| What the exercise asks |
Take every line from the records below that includes the word "tent".

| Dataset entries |
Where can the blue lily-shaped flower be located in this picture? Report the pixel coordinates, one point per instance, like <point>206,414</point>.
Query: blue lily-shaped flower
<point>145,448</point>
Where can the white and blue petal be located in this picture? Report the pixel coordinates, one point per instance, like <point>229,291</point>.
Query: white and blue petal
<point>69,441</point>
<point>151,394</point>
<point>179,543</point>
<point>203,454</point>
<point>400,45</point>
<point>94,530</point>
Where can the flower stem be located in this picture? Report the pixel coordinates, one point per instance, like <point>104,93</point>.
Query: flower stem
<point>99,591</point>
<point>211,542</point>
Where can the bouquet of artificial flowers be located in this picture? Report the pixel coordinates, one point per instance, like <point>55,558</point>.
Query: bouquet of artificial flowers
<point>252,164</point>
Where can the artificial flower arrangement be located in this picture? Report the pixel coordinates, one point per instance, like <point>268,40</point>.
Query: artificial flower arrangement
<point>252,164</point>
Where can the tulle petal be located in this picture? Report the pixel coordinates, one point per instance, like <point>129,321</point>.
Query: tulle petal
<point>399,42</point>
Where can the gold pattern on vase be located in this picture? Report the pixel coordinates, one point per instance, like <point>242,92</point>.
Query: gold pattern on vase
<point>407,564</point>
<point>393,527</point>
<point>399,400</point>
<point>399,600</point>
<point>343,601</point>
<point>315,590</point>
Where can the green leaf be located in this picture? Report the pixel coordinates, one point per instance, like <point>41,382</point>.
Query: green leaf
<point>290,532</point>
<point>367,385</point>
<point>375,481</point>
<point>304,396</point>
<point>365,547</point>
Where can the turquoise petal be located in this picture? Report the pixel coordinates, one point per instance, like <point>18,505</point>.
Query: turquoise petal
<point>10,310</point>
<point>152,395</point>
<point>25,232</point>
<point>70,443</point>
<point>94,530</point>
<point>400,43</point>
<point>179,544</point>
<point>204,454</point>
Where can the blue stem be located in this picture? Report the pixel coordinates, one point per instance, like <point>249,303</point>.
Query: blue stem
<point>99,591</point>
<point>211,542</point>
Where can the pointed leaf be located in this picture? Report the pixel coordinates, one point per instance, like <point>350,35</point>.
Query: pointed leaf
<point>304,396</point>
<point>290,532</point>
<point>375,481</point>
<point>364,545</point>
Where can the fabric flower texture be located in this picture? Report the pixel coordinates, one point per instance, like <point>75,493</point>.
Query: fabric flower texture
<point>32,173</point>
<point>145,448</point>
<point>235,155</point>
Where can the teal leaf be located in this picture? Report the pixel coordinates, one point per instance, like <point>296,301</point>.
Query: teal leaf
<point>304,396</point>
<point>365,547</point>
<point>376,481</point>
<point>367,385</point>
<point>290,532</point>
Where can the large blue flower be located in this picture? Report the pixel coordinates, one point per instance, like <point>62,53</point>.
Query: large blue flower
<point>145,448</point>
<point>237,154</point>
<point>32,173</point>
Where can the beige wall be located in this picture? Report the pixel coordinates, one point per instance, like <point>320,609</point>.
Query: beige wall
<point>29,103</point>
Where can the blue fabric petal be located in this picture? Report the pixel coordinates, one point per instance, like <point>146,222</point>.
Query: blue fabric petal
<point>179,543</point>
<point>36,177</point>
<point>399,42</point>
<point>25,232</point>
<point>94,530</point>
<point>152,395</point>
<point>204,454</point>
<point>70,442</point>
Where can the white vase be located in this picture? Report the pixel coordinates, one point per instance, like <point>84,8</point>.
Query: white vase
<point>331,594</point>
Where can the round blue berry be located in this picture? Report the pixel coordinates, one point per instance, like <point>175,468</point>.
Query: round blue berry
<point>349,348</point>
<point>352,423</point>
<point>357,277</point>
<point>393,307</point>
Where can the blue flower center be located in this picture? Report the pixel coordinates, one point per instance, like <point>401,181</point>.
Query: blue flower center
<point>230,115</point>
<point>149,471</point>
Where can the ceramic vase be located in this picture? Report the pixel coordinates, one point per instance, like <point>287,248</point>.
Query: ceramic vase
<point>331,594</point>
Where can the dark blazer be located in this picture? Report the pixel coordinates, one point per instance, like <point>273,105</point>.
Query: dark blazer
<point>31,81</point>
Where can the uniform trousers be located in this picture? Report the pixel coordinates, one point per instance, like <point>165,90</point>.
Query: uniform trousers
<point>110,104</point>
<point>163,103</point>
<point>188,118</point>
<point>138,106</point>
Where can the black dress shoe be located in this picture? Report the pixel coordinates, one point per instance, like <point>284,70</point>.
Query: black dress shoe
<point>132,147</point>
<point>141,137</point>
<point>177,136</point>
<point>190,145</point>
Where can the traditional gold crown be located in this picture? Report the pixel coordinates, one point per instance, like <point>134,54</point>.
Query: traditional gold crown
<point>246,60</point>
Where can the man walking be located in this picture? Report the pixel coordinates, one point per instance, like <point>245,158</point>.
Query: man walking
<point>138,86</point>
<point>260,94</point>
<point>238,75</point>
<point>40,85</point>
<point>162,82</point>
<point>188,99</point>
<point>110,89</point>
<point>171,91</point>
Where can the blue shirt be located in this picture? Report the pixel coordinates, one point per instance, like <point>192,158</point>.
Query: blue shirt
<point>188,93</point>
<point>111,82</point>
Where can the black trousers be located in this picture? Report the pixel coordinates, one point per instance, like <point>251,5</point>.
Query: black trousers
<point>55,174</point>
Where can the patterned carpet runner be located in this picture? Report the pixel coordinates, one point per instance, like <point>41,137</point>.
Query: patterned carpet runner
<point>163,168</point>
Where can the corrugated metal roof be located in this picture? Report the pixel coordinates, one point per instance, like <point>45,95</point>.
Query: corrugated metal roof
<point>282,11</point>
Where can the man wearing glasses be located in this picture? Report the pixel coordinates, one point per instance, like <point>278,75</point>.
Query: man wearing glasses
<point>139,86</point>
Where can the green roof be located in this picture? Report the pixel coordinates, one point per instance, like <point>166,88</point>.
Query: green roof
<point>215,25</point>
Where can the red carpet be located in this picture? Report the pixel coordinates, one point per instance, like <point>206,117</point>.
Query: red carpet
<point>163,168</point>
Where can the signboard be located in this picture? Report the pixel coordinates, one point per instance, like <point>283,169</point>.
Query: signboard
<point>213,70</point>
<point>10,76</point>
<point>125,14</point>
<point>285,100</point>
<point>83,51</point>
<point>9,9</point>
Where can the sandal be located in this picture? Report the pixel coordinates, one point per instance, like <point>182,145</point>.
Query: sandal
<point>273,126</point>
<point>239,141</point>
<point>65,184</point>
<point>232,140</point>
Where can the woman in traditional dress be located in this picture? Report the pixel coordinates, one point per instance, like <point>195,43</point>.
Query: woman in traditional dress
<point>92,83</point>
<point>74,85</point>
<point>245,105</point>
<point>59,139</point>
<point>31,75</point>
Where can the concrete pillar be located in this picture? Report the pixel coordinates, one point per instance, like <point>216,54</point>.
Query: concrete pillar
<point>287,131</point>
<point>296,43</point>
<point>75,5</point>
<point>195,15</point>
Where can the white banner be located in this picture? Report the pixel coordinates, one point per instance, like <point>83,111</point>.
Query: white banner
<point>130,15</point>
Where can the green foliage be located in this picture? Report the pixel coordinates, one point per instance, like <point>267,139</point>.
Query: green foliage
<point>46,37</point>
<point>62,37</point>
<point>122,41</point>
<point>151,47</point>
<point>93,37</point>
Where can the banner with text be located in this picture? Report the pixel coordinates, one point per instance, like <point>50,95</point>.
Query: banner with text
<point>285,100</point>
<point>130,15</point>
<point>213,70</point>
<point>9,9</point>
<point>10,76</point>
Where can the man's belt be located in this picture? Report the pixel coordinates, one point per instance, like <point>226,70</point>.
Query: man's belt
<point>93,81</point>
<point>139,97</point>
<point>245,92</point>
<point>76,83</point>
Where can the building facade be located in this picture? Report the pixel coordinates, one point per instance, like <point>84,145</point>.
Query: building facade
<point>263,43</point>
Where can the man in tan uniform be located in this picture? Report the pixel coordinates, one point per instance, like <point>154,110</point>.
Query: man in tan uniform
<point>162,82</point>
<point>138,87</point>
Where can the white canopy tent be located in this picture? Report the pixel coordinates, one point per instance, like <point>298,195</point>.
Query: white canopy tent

| Solution |
Where can the white canopy tent be located in this picture? Report the pixel coordinates, one point per instance, like <point>298,195</point>.
Query: white canopy tent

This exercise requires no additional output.